* **GIVEN RECORDS**

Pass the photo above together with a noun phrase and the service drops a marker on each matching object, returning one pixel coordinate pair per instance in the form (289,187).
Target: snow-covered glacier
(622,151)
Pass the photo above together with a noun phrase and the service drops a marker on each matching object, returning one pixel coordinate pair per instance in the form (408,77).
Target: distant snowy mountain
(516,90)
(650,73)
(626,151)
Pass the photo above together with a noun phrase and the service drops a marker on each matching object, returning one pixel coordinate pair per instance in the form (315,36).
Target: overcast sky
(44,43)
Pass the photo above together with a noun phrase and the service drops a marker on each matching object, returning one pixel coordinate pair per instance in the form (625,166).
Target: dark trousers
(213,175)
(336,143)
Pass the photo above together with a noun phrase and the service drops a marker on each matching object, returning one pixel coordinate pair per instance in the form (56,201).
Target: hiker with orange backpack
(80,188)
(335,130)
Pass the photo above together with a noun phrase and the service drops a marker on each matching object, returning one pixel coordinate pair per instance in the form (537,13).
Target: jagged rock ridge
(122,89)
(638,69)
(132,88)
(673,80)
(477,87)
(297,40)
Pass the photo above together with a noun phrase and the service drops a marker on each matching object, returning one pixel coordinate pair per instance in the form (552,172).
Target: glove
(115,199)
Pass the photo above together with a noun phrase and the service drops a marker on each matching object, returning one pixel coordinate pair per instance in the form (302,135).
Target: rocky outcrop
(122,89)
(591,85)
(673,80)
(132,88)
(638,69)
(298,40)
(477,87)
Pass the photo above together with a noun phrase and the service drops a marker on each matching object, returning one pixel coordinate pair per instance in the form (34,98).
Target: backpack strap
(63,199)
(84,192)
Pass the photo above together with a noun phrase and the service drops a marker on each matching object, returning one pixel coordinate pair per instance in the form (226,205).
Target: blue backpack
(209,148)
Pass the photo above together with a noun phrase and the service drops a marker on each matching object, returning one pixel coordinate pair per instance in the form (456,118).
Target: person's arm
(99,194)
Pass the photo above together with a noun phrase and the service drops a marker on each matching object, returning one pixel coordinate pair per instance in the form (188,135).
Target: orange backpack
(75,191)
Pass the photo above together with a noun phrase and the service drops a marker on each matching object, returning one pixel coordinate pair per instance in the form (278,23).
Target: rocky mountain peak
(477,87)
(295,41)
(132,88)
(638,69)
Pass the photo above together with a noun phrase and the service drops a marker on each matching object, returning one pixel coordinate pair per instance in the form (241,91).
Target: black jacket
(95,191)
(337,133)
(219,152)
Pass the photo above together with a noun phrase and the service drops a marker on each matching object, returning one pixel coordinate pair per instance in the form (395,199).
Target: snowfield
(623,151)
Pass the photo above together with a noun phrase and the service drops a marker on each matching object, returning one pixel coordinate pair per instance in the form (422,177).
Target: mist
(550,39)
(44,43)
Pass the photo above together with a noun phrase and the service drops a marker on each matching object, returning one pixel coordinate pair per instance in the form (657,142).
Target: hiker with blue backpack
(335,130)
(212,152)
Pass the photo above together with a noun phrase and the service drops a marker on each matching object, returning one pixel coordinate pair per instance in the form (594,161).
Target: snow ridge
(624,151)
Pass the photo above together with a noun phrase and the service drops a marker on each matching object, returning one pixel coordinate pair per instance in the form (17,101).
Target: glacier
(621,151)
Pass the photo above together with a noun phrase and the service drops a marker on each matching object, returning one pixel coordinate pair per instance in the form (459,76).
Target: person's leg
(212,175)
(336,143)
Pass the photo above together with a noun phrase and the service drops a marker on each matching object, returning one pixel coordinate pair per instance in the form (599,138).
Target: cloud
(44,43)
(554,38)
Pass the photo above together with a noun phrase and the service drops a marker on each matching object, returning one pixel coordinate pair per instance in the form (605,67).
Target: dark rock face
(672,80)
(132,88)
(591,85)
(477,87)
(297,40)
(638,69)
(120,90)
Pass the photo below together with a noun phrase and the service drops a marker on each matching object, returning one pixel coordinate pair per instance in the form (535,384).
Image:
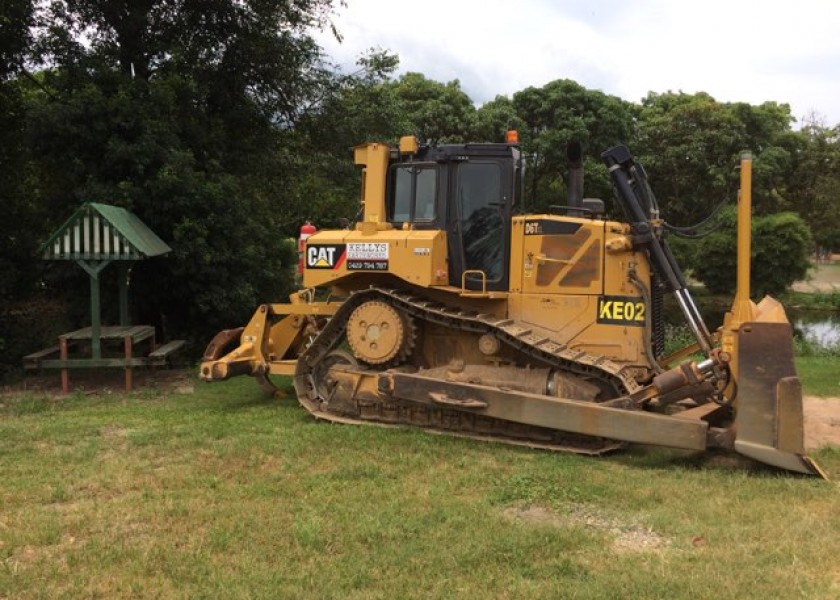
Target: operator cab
(467,190)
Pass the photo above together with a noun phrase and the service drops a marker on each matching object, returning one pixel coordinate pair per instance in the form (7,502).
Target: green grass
(228,494)
(819,375)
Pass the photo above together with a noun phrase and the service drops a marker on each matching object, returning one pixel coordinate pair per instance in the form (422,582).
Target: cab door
(478,218)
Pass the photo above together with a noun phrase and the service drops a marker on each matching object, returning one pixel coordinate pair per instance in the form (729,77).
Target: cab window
(414,190)
(482,227)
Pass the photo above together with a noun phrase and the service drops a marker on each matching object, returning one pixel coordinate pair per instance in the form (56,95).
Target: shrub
(780,248)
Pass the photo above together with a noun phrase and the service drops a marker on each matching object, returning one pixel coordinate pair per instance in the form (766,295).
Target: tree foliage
(222,126)
(174,109)
(781,245)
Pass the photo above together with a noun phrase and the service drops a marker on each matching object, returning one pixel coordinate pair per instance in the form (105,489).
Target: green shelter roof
(103,232)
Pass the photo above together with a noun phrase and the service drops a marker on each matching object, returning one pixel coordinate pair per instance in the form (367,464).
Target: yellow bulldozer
(444,308)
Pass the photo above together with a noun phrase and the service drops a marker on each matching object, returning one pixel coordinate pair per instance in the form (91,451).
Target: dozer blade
(769,422)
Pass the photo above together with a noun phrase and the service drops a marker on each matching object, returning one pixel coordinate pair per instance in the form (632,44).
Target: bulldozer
(443,307)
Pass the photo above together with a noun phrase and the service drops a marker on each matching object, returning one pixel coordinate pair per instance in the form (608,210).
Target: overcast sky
(786,51)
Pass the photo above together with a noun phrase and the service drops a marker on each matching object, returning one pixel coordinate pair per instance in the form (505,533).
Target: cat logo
(325,256)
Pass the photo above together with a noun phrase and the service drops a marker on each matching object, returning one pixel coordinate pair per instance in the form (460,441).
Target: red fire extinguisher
(306,230)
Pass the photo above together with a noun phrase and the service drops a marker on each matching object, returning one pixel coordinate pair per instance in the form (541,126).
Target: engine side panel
(416,256)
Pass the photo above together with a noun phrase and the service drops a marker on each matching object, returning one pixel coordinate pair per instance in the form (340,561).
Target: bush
(781,245)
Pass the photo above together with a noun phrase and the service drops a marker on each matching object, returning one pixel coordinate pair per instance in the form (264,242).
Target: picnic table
(130,345)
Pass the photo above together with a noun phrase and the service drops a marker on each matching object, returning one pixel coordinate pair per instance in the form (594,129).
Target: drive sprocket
(378,333)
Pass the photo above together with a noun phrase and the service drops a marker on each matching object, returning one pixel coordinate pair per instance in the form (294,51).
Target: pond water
(819,328)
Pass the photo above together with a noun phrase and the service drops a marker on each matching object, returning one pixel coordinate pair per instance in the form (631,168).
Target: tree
(560,112)
(435,112)
(18,261)
(815,180)
(175,109)
(781,244)
(690,146)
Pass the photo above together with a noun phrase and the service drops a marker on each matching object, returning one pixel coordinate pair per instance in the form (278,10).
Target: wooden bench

* **TASK TO COMPLETE**
The copy must match the listing above exactly but contain no pictures.

* **SOLUTION TO THE EXERCISE**
Pass the photo above together with a noun phrase and the service drops a marker on each matching object, returning one pixel coordinate pair per instance in the form (289,187).
Target: snow-covered glacier
(622,151)
Pass the photo above together with a noun phrase and the service drops a marker on each matching object, returning one pixel coordinate pair per instance in the form (408,77).
Target: distant snowy mountain
(516,90)
(650,73)
(626,151)
Pass the photo above together with a noun phrase and the service drops a marker on each matching object, returning one pixel coordinate pair per instance in the form (315,36).
Target: overcast sky
(44,43)
Pass the photo above together with a noun phrase and the service drops a marker on each matching object, returning one pixel coordinate pair per instance in the form (625,166).
Target: dark trousers
(213,175)
(336,143)
Pass the photo above together with a noun phrase and the service drops a marker on each matching object, returning one pixel coordinate pair per instance in the form (56,201).
Target: hiker with orange backpack
(80,188)
(335,130)
Pass the photo above together with a noun phrase and the service drops a marker on each matching object, returning one pixel coordinate pair per instance in the form (537,13).
Target: jagged rock ridge
(122,89)
(638,69)
(132,88)
(673,80)
(477,87)
(297,40)
Pass the photo above together with a noun phrase and the service drops a marker on each matching object, returning one pixel coordinate pair per instance in the form (552,172).
Target: glove
(115,199)
Pass the photo above together with a noun phrase and the service drops a marker on each matching object, returning one pixel coordinate pair per instance in the form (302,135).
Target: rocky outcrop
(122,89)
(591,85)
(673,80)
(132,88)
(638,69)
(298,40)
(477,87)
Pass the photo above together with a noun phrase and the service drops a marker on each matching object, returning one pixel coordinate pair per instance in the form (34,98).
Target: backpack strap
(63,199)
(84,192)
Pass the photo above together with a noun phrase and the service drops a marker on each matching object, returning one pixel coordinate pair per instance in the form (226,205).
Target: blue backpack
(209,148)
Pass the photo above together with a noun phrase and the service drops a marker on each matching object, returning one pixel coordinate pair per instance in the form (456,118).
Target: person's arm
(99,194)
Pass the photo above together with a noun phrase and the service drops a marker on each matching object, returning one pixel coordinate pair per instance in the form (188,135).
Target: orange backpack
(75,191)
Pass the photo above together with a noun phrase and the service drops a marker on each matching object, returning one pixel coordinate pair per instance in the form (278,23).
Target: rocky mountain peak
(477,87)
(295,41)
(132,88)
(638,69)
Pass the photo above together with a noun phrase and the service drops a marker on each matching object, returning one pixel coordinate pair per instance in the form (241,91).
Target: black jacket
(95,191)
(337,133)
(219,152)
Pass the photo above together with a noun phrase and the service drops a marker on each matching object, returning one pixel coordinate pair per instance in the form (395,199).
Target: snowfield
(623,151)
Pass the photo above together with a noun phrase and the service drops a marker on each matching object, returning one pixel coordinate pair per instance in the form (422,177).
Target: mist
(550,39)
(44,43)
Pass the photo above together with a noun phrase and the service drops a marker on each matching object, returning one pixel coordinate pair per instance in the form (657,142).
Target: hiker with blue backpack
(335,130)
(212,152)
Pass the photo above together with a noun phrase and the service drops a marker on each matching object, returning one pixel coordinate pair per instance in the form (594,161).
Target: snow ridge
(624,151)
Pass the photo above together with a noun phrase and the service drops a marker on each matching object, returning one pixel coordinate pair per instance in the form (17,101).
Target: glacier
(621,151)
Pass the photo above together with a noun phrase and the service drops a marker on each matching object, returning one pixel coordinate pair per instance in the form (459,76).
Target: person's leg
(212,175)
(336,143)
Pass the photo above together with a noun phrase and the service drops a marker on each matching object, returning one pixel coordinate pair per instance in the form (599,138).
Target: cloud
(44,43)
(554,38)
Pass the photo above together with a noun phrase and the service drops a marker on each matching object, returning one pixel coordinate pair per instance in the form (605,67).
Target: dark rock face
(672,80)
(132,88)
(591,85)
(477,87)
(297,40)
(638,69)
(120,90)
Pass the photo below together with a noun phrase and the service drops a marker on each matching object, returning one pixel coordinate pair per instance in the form (535,384).
Image:
Target: operator cab
(467,190)
Pass the photo above together with a noun phrase and the service drops a marker on each matching object, returning one pixel coordinate pair per instance in the form (7,502).
Target: green grass
(228,494)
(819,375)
Pass the photo above together with a noun phrase and the service drops a marker on each matching object, returning one pixel coordinate pair per instance in the form (422,582).
Target: cab door
(478,218)
Pass the photo above together with a noun phrase and the service drops a marker on each matching object, returning one pixel coordinate pair per instance in the form (729,77).
Target: cab window
(414,190)
(482,227)
Pass the photo above together with a noun phrase and the service drops a marker on each matching object, returning one pixel coordinate pair per instance in the form (56,95).
Target: shrub
(780,248)
Pass the photo above together with a noun phrase and the service drops a marker on each matching object, returning one pixel coordinate pair per instance in the form (766,295).
Target: tree foliage
(222,126)
(174,109)
(781,245)
Pass the photo above together with a noun phrase and the service drops a marker on each matching object, returning one pixel coordinate pair per instance in the form (105,489).
Target: green shelter roof
(103,232)
Pass the photo above together with a noun phrase and the service drops a marker on each matching object, returning one pixel coordinate pair per instance in the form (367,464).
Target: yellow bulldozer
(444,308)
Pass the photo above together with a noun phrase and the service drops a marker on each matching object, returning one pixel coordinate pair per instance in the form (91,451).
Target: dozer blade
(769,422)
Pass the photo above together with a noun phrase and the service drops a marker on each matching object, returning one pixel coordinate pair per instance in the form (632,44).
Target: bulldozer
(443,307)
Pass the photo above together with a noun phrase and the service drops a marker on each matching object, returning one pixel coordinate pair per instance in the form (608,210).
Target: overcast sky
(786,51)
Pass the photo above together with a noun phrase and the service drops a marker on each matching object, returning one pixel coordinate pair per instance in the form (505,533).
Target: cat logo
(325,256)
Pass the photo above together with a noun phrase and the service drops a marker on each matching object, returning one pixel coordinate pair per instance in the form (460,441).
Target: red fire extinguisher
(306,230)
Pass the photo above together with a noun phrase and the service drops a marker on each matching object, returning one pixel coordinate pair per instance in the form (541,126).
Target: engine side panel
(416,256)
Pass the photo above together with a noun phrase and the service drops a marker on each matching object, returning one pixel coordinate pair per instance in the form (340,561).
Target: bush
(781,245)
Pass the photo above together with a noun phrase and the service drops a marker on each matching object, returning one pixel coordinate pair per instance in the form (264,242).
Target: picnic table
(130,345)
Pass the photo above together with a noun phrase and the service drops a marker on each matching object, returning one pixel coordinate pair per instance in the form (594,129).
Target: drive sprocket
(378,333)
Pass the photo above together with a noun phrase and the service drops a marker on each matching object, returning one pixel coordinate pair per instance in the form (294,51).
Target: pond water
(819,328)
Pass the photo above together with a noun phrase and the service drops a marker on each matching object, returning one pixel coordinate pair per instance in the form (631,168).
Target: tree
(560,112)
(435,112)
(18,261)
(815,180)
(175,109)
(781,244)
(690,146)
Pass the photo above together with a noun phrase and the service drops a marker on each matching object, returning one pixel coordinate pair per instance in the form (278,10).
Target: wooden bench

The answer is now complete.